→ TEXT FOR ANALYSIS
A farmers market launching soon
Yonder is launching a new outdoor farmers market at the end of May.
“It’s going to be a weekly market, but we’ll be running a much bigger version once a month. We’re planning food trucks, music and all sorts of things,” explains Josh.
“We know there’s a lot of people around here so it’s about giving them something to do and somewhere else to go. On the weekend they’ll be able to come to the farmers market and grab some food before heading over to Signature, Exhale and Truman’s.”
Yonder is working with Nourished Communities and will be stocking their seasonal fresh fruit and vegetable boxes for locals to order and collect.
According to Josh, the boxes are “well priced and packed out”, so if you’ve got an appetite for healthy eating and supporting local businesses, check them out!
The changing face of the workspace
Dan explains that while Yonder’s larger offices aren’t garnering much interest at the moment due to the pandemic, local businesses and freelancers are registering their interest in smaller self-contained workspaces.

→ AVAILABLE DATA
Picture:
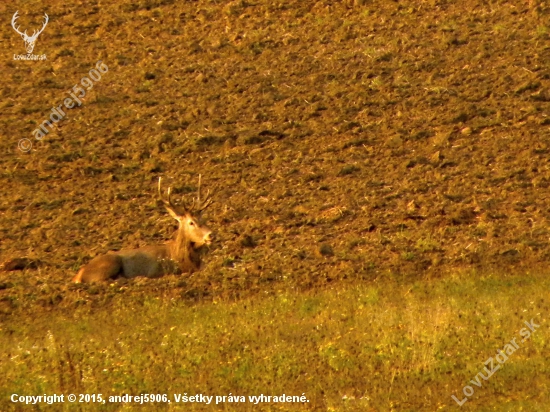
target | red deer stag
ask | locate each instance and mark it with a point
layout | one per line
(182, 254)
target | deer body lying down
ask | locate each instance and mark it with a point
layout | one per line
(182, 254)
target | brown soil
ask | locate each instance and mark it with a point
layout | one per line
(345, 141)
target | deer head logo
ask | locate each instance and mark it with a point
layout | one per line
(29, 40)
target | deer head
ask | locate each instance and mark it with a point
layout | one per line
(189, 227)
(29, 40)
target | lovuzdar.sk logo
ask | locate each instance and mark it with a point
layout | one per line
(30, 41)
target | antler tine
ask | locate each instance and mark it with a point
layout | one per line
(167, 203)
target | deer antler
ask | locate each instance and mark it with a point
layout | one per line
(197, 205)
(35, 34)
(14, 18)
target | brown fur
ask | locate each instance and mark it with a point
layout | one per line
(180, 255)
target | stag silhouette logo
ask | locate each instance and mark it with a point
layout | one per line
(30, 41)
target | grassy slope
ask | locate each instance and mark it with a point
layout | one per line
(411, 138)
(384, 346)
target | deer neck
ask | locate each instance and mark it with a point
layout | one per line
(182, 252)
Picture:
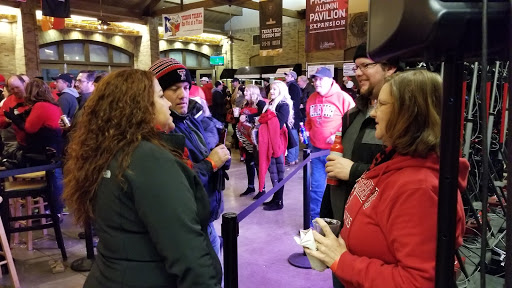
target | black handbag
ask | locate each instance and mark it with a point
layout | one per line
(292, 142)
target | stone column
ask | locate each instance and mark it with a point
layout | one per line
(27, 48)
(149, 49)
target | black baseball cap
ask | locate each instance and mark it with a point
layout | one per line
(65, 77)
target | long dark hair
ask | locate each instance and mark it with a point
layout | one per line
(116, 118)
(36, 90)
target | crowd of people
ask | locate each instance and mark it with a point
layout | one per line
(147, 163)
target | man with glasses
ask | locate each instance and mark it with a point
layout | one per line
(84, 85)
(359, 142)
(68, 102)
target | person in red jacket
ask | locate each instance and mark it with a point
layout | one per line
(324, 109)
(42, 129)
(386, 240)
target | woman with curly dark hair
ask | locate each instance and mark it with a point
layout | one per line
(386, 240)
(150, 209)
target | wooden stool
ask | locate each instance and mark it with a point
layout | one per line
(29, 203)
(32, 188)
(6, 252)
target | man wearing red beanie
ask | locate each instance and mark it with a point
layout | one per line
(208, 158)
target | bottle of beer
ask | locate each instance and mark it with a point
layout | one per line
(337, 150)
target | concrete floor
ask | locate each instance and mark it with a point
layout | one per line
(264, 244)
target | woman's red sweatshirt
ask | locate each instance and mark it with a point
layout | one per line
(390, 224)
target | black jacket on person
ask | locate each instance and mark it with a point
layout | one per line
(201, 137)
(365, 148)
(153, 230)
(295, 94)
(218, 107)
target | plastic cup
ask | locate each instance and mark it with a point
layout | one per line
(236, 112)
(334, 224)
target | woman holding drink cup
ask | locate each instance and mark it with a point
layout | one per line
(390, 223)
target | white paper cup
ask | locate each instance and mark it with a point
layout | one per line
(236, 112)
(334, 224)
(316, 264)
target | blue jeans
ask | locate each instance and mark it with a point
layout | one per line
(318, 182)
(214, 239)
(56, 179)
(293, 154)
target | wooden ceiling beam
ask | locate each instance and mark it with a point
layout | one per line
(206, 4)
(85, 8)
(149, 6)
(256, 6)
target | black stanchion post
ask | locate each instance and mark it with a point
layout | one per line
(300, 260)
(229, 230)
(306, 187)
(448, 172)
(84, 264)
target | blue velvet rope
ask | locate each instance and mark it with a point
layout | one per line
(249, 209)
(14, 172)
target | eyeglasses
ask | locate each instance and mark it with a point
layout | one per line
(365, 66)
(379, 104)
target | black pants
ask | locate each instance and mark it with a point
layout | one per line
(276, 170)
(250, 167)
(234, 137)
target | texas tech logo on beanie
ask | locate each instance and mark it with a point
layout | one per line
(169, 71)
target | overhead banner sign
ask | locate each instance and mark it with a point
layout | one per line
(188, 23)
(326, 23)
(271, 27)
(312, 69)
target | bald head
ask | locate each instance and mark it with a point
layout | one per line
(17, 85)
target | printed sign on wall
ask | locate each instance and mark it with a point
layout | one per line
(326, 23)
(188, 23)
(271, 27)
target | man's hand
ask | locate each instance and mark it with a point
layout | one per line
(330, 140)
(329, 247)
(219, 155)
(338, 167)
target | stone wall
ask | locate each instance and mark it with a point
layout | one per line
(246, 54)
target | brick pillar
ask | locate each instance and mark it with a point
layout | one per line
(27, 48)
(149, 50)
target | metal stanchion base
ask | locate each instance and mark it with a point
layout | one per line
(83, 264)
(299, 260)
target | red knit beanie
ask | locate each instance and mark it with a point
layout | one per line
(169, 71)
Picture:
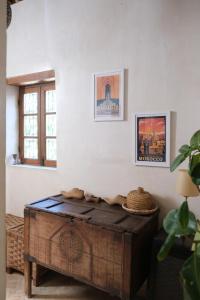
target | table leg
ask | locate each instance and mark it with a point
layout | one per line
(28, 278)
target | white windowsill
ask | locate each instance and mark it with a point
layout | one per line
(32, 167)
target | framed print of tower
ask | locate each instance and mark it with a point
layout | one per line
(109, 96)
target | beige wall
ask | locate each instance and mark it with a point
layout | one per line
(2, 144)
(157, 41)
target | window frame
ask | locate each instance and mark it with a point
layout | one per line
(40, 88)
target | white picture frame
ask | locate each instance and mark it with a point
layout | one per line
(152, 139)
(108, 94)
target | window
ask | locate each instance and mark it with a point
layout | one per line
(37, 125)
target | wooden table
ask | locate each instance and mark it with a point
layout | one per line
(101, 245)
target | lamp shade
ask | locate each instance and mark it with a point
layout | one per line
(185, 186)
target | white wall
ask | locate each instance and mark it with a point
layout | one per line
(2, 144)
(157, 41)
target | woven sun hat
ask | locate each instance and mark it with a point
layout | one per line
(140, 202)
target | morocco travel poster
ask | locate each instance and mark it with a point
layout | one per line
(151, 134)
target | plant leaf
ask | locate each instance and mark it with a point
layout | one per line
(190, 277)
(173, 225)
(166, 247)
(195, 139)
(177, 161)
(196, 180)
(194, 166)
(183, 214)
(185, 149)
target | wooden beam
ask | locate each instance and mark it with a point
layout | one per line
(33, 78)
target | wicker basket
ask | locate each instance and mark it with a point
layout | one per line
(15, 249)
(140, 200)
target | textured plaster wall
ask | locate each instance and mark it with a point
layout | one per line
(156, 41)
(2, 143)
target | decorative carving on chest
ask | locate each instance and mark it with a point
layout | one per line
(71, 245)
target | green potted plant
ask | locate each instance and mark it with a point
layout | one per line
(181, 222)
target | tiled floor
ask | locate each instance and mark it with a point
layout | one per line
(56, 287)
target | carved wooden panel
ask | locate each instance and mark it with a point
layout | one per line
(78, 248)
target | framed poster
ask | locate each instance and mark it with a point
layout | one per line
(152, 134)
(109, 96)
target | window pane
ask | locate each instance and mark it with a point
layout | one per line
(30, 103)
(50, 125)
(31, 148)
(51, 101)
(51, 149)
(30, 126)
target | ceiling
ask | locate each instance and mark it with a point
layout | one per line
(14, 1)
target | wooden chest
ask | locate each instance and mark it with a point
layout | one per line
(98, 244)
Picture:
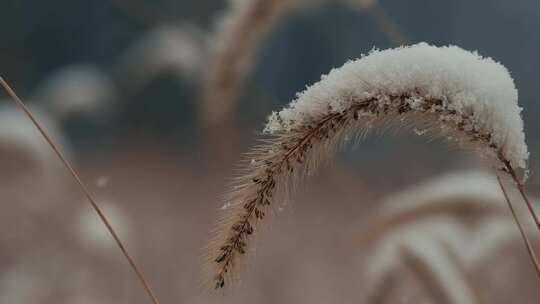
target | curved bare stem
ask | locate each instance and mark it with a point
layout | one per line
(83, 188)
(530, 250)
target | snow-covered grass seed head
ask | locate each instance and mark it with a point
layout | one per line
(469, 99)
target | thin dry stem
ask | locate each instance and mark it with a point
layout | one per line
(530, 250)
(83, 188)
(292, 155)
(521, 190)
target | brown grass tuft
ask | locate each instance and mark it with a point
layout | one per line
(83, 188)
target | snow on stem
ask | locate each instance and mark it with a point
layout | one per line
(468, 99)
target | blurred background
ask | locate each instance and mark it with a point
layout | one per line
(122, 86)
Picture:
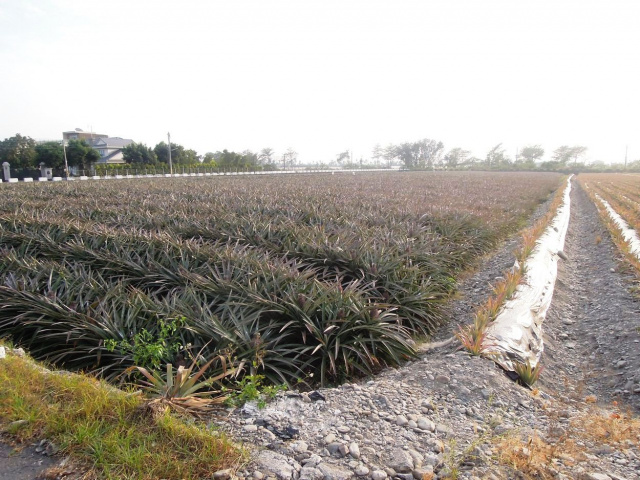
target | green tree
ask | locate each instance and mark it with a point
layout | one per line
(421, 154)
(564, 154)
(266, 156)
(179, 155)
(456, 156)
(80, 154)
(377, 153)
(139, 154)
(531, 153)
(19, 151)
(290, 157)
(210, 157)
(51, 154)
(342, 156)
(496, 157)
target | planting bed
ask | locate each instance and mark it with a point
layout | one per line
(442, 415)
(311, 278)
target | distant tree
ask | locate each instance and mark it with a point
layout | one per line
(342, 156)
(390, 153)
(421, 154)
(19, 151)
(210, 157)
(179, 155)
(377, 153)
(139, 154)
(497, 158)
(577, 151)
(290, 157)
(531, 153)
(564, 154)
(266, 156)
(80, 154)
(249, 159)
(191, 157)
(456, 156)
(162, 152)
(51, 154)
(229, 159)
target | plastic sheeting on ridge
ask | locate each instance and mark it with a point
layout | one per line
(629, 234)
(516, 333)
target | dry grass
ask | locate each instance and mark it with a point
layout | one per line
(540, 456)
(473, 337)
(104, 428)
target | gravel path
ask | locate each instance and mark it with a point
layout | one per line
(592, 340)
(450, 415)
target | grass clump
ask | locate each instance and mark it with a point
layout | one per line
(105, 429)
(527, 374)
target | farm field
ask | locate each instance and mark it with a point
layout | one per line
(302, 278)
(622, 193)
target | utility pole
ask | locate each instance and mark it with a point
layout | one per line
(169, 148)
(626, 151)
(66, 164)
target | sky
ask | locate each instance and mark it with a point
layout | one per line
(322, 77)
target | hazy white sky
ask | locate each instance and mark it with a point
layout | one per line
(325, 76)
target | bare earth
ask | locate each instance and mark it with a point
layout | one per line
(448, 413)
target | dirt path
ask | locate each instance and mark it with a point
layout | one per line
(25, 464)
(448, 413)
(592, 345)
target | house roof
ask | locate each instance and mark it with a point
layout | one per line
(114, 142)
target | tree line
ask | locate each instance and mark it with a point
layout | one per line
(427, 153)
(24, 153)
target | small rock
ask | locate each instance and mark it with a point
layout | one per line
(18, 423)
(276, 463)
(334, 472)
(222, 474)
(310, 473)
(329, 439)
(401, 461)
(354, 450)
(343, 450)
(362, 471)
(422, 472)
(300, 446)
(405, 476)
(597, 476)
(378, 475)
(334, 447)
(401, 420)
(425, 424)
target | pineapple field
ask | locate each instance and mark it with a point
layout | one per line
(305, 278)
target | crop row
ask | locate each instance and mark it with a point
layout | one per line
(622, 191)
(317, 277)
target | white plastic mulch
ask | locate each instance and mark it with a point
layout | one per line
(516, 333)
(629, 234)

→ BRIEF A
Name the places where, according to the text about Yonder, weekend visitors can head after getting food at the farmers market.
→ BRIEF B
Please write out the part of the text about Yonder from "A farmers market" to "check them out!".
→ BRIEF C
Write what comes next in the text about Yonder, starting after its last sentence.
The records were taken from a different source than the text.

→ RESPONSE BOX A
Signature, Exhale and Truman's

→ RESPONSE BOX B
A farmers market launching soon
Yonder is launching a new outdoor farmers market at the end of May.
“It’s going to be a weekly market, but we’ll be running a much bigger version once a month. We’re planning food trucks, music and all sorts of things,” explains Josh.
“We know there’s a lot of people around here so it’s about giving them something to do and somewhere else to go. On the weekend they’ll be able to come to the farmers market and grab some food before heading over to Signature, Exhale and Truman’s.”
Yonder is working with Nourished Communities and will be stocking their seasonal fresh fruit and vegetable boxes for locals to order and collect.
According to Josh, the boxes are “well priced and packed out”, so if you’ve got an appetite for healthy eating and supporting local businesses, check them out!

→ RESPONSE BOX C
“I’m just starting to separate some of the spaces to create some new single-person offices. Our workspace is versilitle: it’s designed in a way that makes it really easy to change things.”
Unsurprisingly, many of Yonder’s workspace members are also keen climbers. Hot-deskers are beginning to return and the workshop is currently full.
“In terms of the workshop, we appeal to makers who are commercially-focused. They don’t require supervising and they bring their own tools, as well as using what we have.”
As you walk around Yonder, you’ll also discover local artists’ work lining the walls. Thomas Moore is one such artist. Here’s his 21st Century take on William Hogarth’s ‘Gin Lane’:
The amazingly detailed work of Thomas Moore (@tommoorehanddrawn).
The original ‘Gin Lane’ (a nightmare vision of a London street, drawn in 1751).
Collaborating with local artists
Josh explains that Yonder’s current marketing strategy centres on the concept of “togetherness”, and they’re actively seeking local creatives to collaborate with.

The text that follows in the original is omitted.